• WORK ITEM:
Could you print the full listing again, exactly as written?

• DATA TO USE:
[Start of Attachment]

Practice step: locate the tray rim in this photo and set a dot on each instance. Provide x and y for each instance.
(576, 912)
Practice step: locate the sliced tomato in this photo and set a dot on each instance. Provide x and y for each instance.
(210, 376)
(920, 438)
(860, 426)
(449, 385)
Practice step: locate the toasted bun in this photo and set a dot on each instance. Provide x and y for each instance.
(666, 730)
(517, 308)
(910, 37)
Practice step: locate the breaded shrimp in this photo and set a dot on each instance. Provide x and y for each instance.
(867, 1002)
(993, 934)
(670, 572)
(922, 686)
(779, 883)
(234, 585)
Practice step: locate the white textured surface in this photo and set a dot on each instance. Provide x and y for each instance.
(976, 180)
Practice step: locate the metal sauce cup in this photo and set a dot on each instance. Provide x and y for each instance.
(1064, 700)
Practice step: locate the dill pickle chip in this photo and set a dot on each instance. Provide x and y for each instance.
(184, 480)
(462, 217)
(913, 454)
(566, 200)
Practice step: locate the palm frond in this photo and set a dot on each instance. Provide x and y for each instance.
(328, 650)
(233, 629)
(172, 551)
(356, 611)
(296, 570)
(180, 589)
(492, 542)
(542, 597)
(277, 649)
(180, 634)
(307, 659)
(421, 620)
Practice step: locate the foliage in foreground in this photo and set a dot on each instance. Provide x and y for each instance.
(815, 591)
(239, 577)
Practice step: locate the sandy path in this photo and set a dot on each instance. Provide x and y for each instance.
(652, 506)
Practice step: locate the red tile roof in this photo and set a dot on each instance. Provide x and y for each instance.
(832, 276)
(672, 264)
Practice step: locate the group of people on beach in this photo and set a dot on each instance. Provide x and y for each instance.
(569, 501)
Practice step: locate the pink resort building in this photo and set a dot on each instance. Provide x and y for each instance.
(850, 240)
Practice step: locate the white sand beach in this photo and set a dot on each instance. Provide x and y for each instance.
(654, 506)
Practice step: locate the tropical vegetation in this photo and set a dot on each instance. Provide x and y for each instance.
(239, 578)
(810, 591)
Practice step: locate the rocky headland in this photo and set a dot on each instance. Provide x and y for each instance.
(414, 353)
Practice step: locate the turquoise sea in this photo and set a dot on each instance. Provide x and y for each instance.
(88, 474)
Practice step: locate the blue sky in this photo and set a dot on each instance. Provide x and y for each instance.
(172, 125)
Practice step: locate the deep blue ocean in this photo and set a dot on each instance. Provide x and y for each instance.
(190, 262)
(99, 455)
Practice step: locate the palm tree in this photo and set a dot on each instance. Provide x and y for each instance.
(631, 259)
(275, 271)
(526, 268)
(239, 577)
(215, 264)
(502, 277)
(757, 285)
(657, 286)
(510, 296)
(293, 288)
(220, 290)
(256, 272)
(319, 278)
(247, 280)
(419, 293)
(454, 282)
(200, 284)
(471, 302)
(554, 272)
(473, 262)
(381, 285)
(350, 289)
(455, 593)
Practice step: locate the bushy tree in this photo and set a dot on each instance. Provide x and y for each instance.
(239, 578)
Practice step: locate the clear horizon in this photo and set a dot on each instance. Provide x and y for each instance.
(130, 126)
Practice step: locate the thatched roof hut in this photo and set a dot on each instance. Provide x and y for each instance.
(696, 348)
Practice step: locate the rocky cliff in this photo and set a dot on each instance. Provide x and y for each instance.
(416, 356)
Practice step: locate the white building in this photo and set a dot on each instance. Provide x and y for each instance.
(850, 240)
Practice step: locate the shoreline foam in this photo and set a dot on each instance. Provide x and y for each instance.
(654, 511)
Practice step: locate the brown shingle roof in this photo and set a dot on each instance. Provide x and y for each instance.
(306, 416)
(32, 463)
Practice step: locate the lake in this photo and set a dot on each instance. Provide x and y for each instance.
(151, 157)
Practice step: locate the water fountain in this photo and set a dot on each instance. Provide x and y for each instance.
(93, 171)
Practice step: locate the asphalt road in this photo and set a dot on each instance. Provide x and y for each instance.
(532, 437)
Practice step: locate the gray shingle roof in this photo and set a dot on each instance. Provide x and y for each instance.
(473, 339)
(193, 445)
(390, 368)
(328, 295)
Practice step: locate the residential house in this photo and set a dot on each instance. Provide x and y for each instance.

[End of Attachment]

• ANSWER BELOW:
Practice step: locate the tray rim in this photo and set a dot on each instance. Provide x and y for each instance.
(576, 912)
Practice step: locate the sliced tomato in this photo and set a dot on each instance. Provide x and y for each instance.
(210, 376)
(920, 438)
(860, 426)
(449, 385)
Practice step: locate the toasted bun in this photo and set a dot on each instance. Provide x and y for each instance.
(666, 730)
(517, 308)
(910, 37)
Practice step: locate the breaded shrimp in this photo and set a dot on each instance. Provide x and y for each instance.
(867, 1002)
(993, 934)
(670, 572)
(922, 686)
(779, 883)
(234, 585)
Practice step: locate the white textured surface in this photo and set a dot on each instance. Provide x and y for each instance.
(976, 180)
Practice step: locate the metal sauce cup in this photo and set a dot on each instance. Provide x and y for each instance.
(1064, 700)
Practice step: locate the dill pickle chip in this photo and set a dot on each instance. Provide x and y for each instance.
(184, 480)
(462, 217)
(913, 454)
(566, 200)
Practice step: locate the palm frond in this photo and set a dot on each instance. Provide x and y for each instance.
(328, 650)
(233, 629)
(172, 551)
(356, 611)
(296, 570)
(180, 589)
(492, 542)
(542, 597)
(277, 649)
(180, 634)
(307, 659)
(421, 620)
Practice step: locate the foliage in foreground in this photo and set a dot on each instance. Provide x and y for each instance.
(815, 591)
(239, 577)
Practice step: locate the sandy path in this photo and set a dot on each instance. Provide x and y for each instance.
(652, 506)
Practice step: locate the red tile roof in this photo and set a dot on each instance. Provide x and y for each instance.
(832, 276)
(672, 264)
Practice step: locate the group of people on beach in this photo and set a dot on each instance. Provide x and y for each instance.
(569, 501)
Practice step: locate the pink resort building in this photo and set a dot on each instance. Provide x and y for each instance.
(850, 240)
Practice step: locate the white sand beach in this photo and set a dot on each instance. Provide x and y for each instance.
(654, 506)
Practice step: locate the tropical vegetation in this photo and set a dot on each instance. Provide x and y for each instance.
(239, 578)
(810, 591)
Practice step: locate the rocky headland in this photo and set a dot on each instance. Provide x and y for each instance.
(414, 353)
Practice step: locate the turquoise sea in this photo and set a dot on each instance. Provide x and y for each instance.
(88, 474)
Practice step: locate the blue sky in this photo and set a dot on each instance. Provide x and y for each instance.
(172, 125)
Practice step: locate the deep blue ocean in this photo and set a dot on each instance. Provide x and y for each instance.
(190, 262)
(99, 455)
Practice step: locate the palm tree in this photo and set a dot on each instance. Provide x and y for each instance.
(631, 259)
(275, 271)
(526, 268)
(239, 577)
(215, 264)
(502, 277)
(757, 285)
(657, 286)
(510, 296)
(293, 288)
(220, 290)
(256, 272)
(319, 278)
(247, 280)
(419, 293)
(454, 282)
(200, 284)
(471, 302)
(554, 272)
(473, 262)
(381, 285)
(350, 289)
(455, 593)
Practice step: locate the bushy tree in this photo and set a dot on each instance. Provide x and y for each instance.
(239, 578)
Practice step: locate the clear horizon in this photo and set a dot on each instance. Provide x and y for each instance.
(130, 126)
Practice step: locate the thatched roof hut in this photo and set a dot on each instance. Provide x and y for each instance.
(696, 348)
Practice step: locate the rocky cliff in this photo and set a dot on each instance. Provide x and y for each instance.
(416, 356)
Practice step: locate the white building in this photo and set a dot on each instance. Provide x and y for each instance.
(850, 240)
Practice step: locate the shoreline foam in this photo and set a dot on each instance. Provide x and y for each instance.
(654, 511)
Practice step: locate the brown shingle roof in this photo and set a dot on each instance. Provide x and y for each instance.
(306, 416)
(32, 463)
Practice step: locate the lake in this photo and set a dot on each instance. Provide x and y for each instance.
(151, 157)
Practice step: locate the water fountain in this photo and set a dot on each instance. Provide x and y for each instance.
(93, 171)
Practice step: locate the asphalt road in this photo and set a dot on each instance. Provide x and y for each instance.
(532, 437)
Practice step: locate the gray shingle roof in this photo and set a dot on each instance. Provide x and y for each instance.
(473, 339)
(193, 445)
(390, 368)
(328, 295)
Practice step: locate the residential house in this photo and set a dot on each instance. Provide x and y for each instance.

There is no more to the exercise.